* Working data *
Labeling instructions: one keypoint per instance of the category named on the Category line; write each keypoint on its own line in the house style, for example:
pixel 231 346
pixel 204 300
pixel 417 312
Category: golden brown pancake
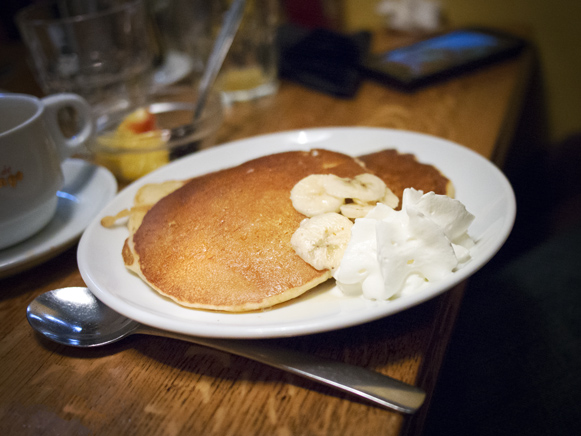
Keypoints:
pixel 222 241
pixel 402 170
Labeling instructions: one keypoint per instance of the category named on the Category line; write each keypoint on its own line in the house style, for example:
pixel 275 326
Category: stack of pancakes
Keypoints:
pixel 221 241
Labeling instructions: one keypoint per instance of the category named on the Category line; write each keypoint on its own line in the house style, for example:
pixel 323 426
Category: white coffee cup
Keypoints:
pixel 32 148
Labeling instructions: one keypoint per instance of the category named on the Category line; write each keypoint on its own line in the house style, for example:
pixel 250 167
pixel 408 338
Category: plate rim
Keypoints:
pixel 259 331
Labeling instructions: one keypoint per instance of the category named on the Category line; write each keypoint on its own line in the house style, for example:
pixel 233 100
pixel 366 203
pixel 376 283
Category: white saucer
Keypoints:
pixel 87 189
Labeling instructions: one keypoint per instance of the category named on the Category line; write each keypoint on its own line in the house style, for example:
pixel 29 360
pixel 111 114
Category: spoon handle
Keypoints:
pixel 373 386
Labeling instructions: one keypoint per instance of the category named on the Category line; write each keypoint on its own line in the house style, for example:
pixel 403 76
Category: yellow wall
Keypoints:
pixel 556 26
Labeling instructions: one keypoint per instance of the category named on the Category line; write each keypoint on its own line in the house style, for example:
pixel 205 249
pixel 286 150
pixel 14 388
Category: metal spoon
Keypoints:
pixel 75 317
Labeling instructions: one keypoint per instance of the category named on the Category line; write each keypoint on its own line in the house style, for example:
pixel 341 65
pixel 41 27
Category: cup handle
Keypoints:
pixel 52 105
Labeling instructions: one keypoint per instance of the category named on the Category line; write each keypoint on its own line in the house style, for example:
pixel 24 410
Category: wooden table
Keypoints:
pixel 147 385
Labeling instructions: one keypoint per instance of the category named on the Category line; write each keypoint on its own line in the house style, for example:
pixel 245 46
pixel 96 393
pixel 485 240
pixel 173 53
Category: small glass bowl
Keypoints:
pixel 129 157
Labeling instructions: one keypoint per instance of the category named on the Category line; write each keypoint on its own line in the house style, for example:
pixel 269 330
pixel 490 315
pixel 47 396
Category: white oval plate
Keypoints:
pixel 479 185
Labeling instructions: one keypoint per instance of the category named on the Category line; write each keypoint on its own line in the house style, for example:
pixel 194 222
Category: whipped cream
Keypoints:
pixel 393 252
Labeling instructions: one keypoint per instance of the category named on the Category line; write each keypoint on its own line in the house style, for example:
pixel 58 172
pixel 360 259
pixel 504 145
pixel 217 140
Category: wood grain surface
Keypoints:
pixel 146 385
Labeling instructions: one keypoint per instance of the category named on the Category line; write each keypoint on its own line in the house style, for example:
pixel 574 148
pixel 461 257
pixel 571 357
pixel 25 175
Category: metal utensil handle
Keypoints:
pixel 223 42
pixel 373 386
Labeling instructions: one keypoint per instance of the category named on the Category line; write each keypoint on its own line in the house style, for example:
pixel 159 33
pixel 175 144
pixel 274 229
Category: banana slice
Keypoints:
pixel 356 210
pixel 364 187
pixel 321 240
pixel 310 197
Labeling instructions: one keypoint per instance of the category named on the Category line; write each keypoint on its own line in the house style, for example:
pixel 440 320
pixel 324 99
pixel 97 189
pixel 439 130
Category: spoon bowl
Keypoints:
pixel 75 317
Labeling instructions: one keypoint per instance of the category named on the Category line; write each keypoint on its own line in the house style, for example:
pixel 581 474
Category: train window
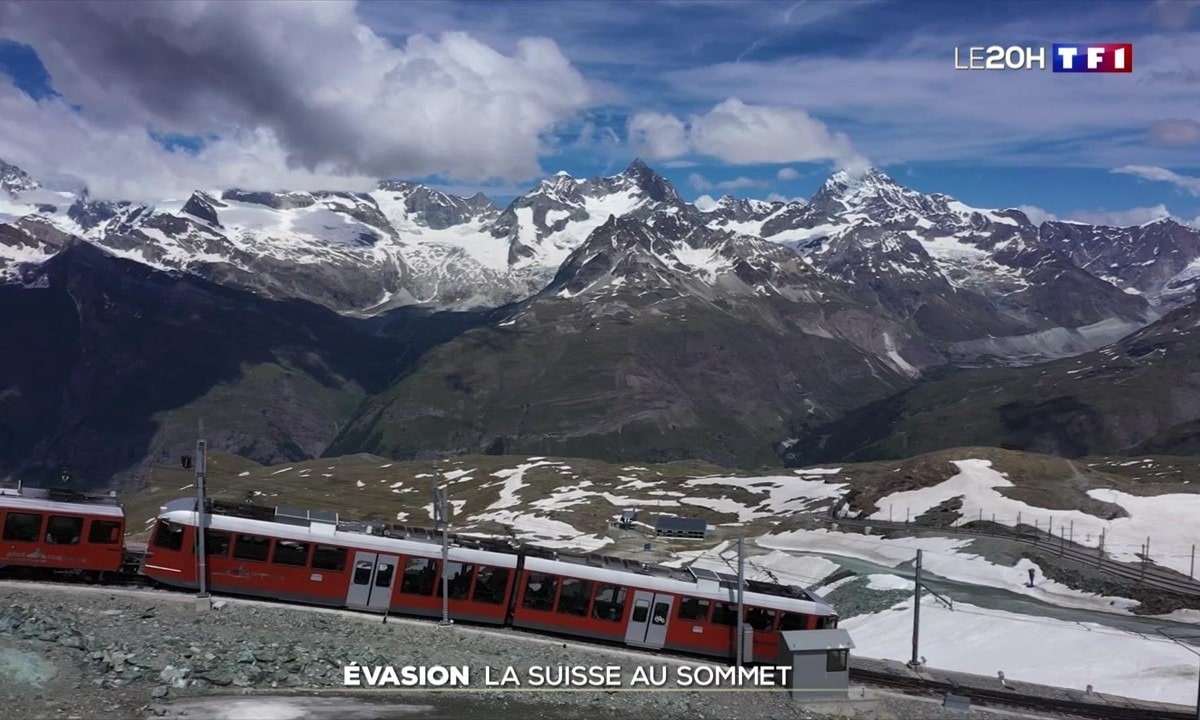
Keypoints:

* Task objective *
Please transcribe exactly the lines from the one containing "pixel 97 189" through the last line of the records above, both included, and leave out every picture.

* Written answer *
pixel 97 189
pixel 439 130
Category: spoon bowl
Keypoints:
pixel 75 317
Labeling instructions: one keypoint per instance of the category named on the Category line; write each keypoint on its own line in the house style, for example:
pixel 581 474
Category: train window
Keypoints:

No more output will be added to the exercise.